+++ RECORD LIST

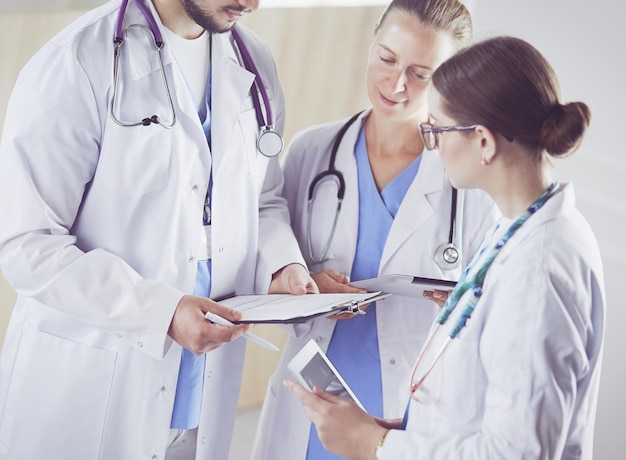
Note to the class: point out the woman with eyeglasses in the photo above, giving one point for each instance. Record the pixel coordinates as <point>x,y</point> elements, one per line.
<point>511,366</point>
<point>395,214</point>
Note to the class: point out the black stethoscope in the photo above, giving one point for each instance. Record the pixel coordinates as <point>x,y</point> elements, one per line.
<point>447,256</point>
<point>269,143</point>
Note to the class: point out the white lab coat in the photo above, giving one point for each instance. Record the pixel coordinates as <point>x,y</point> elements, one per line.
<point>521,380</point>
<point>100,238</point>
<point>420,226</point>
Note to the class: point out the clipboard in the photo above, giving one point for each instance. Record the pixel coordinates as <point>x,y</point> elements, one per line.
<point>288,308</point>
<point>406,285</point>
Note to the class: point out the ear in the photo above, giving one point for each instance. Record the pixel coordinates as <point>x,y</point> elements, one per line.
<point>487,144</point>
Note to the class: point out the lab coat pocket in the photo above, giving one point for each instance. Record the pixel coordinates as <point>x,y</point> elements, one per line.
<point>57,399</point>
<point>135,161</point>
<point>452,386</point>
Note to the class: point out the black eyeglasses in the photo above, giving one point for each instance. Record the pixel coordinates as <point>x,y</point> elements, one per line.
<point>429,133</point>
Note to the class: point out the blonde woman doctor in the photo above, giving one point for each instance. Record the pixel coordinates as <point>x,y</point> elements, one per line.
<point>390,181</point>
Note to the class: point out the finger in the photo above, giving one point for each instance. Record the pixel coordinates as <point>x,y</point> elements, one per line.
<point>339,277</point>
<point>317,391</point>
<point>300,392</point>
<point>220,310</point>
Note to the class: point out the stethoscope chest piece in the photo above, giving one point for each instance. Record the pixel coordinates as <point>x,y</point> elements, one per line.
<point>447,256</point>
<point>270,143</point>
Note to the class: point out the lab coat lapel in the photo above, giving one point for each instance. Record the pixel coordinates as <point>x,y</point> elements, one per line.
<point>230,84</point>
<point>415,208</point>
<point>143,57</point>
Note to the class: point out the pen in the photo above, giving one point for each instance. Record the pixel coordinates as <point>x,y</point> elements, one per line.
<point>248,335</point>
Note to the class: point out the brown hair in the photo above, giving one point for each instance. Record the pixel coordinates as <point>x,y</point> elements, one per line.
<point>445,15</point>
<point>505,84</point>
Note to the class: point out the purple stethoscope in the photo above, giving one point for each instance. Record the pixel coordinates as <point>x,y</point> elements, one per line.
<point>269,143</point>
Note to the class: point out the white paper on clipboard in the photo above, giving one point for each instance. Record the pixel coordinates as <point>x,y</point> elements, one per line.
<point>406,285</point>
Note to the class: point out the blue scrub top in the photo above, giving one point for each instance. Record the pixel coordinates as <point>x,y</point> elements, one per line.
<point>353,348</point>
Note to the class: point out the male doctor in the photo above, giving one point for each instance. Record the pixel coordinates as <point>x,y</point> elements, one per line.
<point>107,230</point>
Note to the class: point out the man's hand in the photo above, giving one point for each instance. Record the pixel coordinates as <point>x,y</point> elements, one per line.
<point>293,279</point>
<point>190,329</point>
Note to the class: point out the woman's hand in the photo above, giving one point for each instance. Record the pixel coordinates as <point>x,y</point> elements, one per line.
<point>342,427</point>
<point>439,297</point>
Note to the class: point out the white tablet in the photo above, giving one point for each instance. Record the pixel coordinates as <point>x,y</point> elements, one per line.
<point>311,367</point>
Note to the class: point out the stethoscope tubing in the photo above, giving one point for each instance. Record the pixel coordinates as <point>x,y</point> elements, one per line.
<point>331,171</point>
<point>269,143</point>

++++++

**DIRECTIONS FOR THIS TASK**.
Copy every one of the records above word for word, and leave the pictures out of your copy.

**EXERCISE RESPONSE**.
Note to the class: point out the woman with eyeglasses in the photo above, giving one point for each instance. Record the pixel coordinates as <point>x,y</point> elements, one per line.
<point>511,366</point>
<point>395,214</point>
Note to the class: point out the black stethoscope in the photo above, giving one point for each instance. Record the pixel coordinates as <point>x,y</point> elements, one per line.
<point>447,256</point>
<point>269,143</point>
Note to the class: point out the white lab coat in the photo above, giving one point for each instance. Record the pixel coordinates as <point>x,y</point> elements, one per line.
<point>521,380</point>
<point>100,238</point>
<point>420,226</point>
Note to the class: point out the clipboard in the photo above, giving one point for each instance. Record the pixel coordinates as <point>x,y</point> elements, one per line.
<point>288,308</point>
<point>406,285</point>
Note to the class: point out the ear in the photo above, giving one point for each instance. Record the pixel coordinates as <point>x,y</point> elements, one per line.
<point>487,144</point>
Note to the class: point out the lab coat pocket in the photo above, giving one point for each instance. Record the pixel coordinates as <point>x,y</point> elements, one per line.
<point>57,399</point>
<point>135,161</point>
<point>452,386</point>
Note to the class: point out the black eyeglasses in the photo above, giving one point for each instance. Record the pixel coordinates as <point>x,y</point> elements, one per line.
<point>429,133</point>
Note to the class: point out the blonde woman doctor in the photo above, giving one point for each instance. Record the pixel coordinates as <point>x,y</point> elements, one per line.
<point>390,181</point>
Note to the class: point out the finger in the photo above, giving one point for each instance. Record the pixel coordinates as <point>x,y</point> elements, one per line.
<point>339,277</point>
<point>317,391</point>
<point>300,392</point>
<point>220,310</point>
Note to the class: point out the stethoscope chest piece in the photo above, giving one point for each instance. Record the pixel coordinates as <point>x,y</point> elements, one per line.
<point>447,256</point>
<point>270,143</point>
Note to the class: point out the lab coat lapel in the photo above, giving one point for each instance. Record the pixel coordinates as <point>x,y</point> elements, one per line.
<point>230,84</point>
<point>415,208</point>
<point>143,57</point>
Note to the class: point out the pen in the photo above, giving one point for each instance. Record the pixel coordinates as <point>x,y</point> elements, one per line.
<point>248,335</point>
Note to the class: point out the brown hair in the photo above, giving one point for each instance. Record the pixel coordinates as <point>x,y</point> elements, one per line.
<point>445,15</point>
<point>505,84</point>
Note to the class: point out the purple stethoscope in the photo above, giving one point for each instance. Record the pixel coordinates as <point>x,y</point> elements, one per line.
<point>269,143</point>
Note to the class: point out the white paper on clipboard in the photo above, giving one point for each instance. Record the pixel coordinates as <point>x,y</point> elements, one per line.
<point>406,285</point>
Note to the class: point out the blue scrub top in the photo above, giving one point for each instance. Record the pixel coordinates as <point>x,y</point> elements, one per line.
<point>353,348</point>
Note to the class: point out the male doctor in the photo above, giving one point for each instance. Record the pixel coordinates as <point>x,y</point> elements, one per line.
<point>107,230</point>
Note to the class: point out the man's hand in the photo above, giving one point for each instance. Record the pixel coordinates as <point>x,y</point> elements, one per line.
<point>293,279</point>
<point>190,329</point>
Note to the class: point out the woman's hand in the photo above, giving one point for each instance. Record the pixel coordinates as <point>x,y</point> elements, one per line.
<point>342,427</point>
<point>439,297</point>
Note to the class: point out the white tablet in the photo above, giving one point for each instance. Record the pixel coordinates as <point>x,y</point> elements, one per line.
<point>311,367</point>
Note to the class: point out the stethoscope tubing in the photo above, giving one point for each instance. Record the pixel coordinates as <point>x,y</point> elements, one per line.
<point>331,171</point>
<point>269,143</point>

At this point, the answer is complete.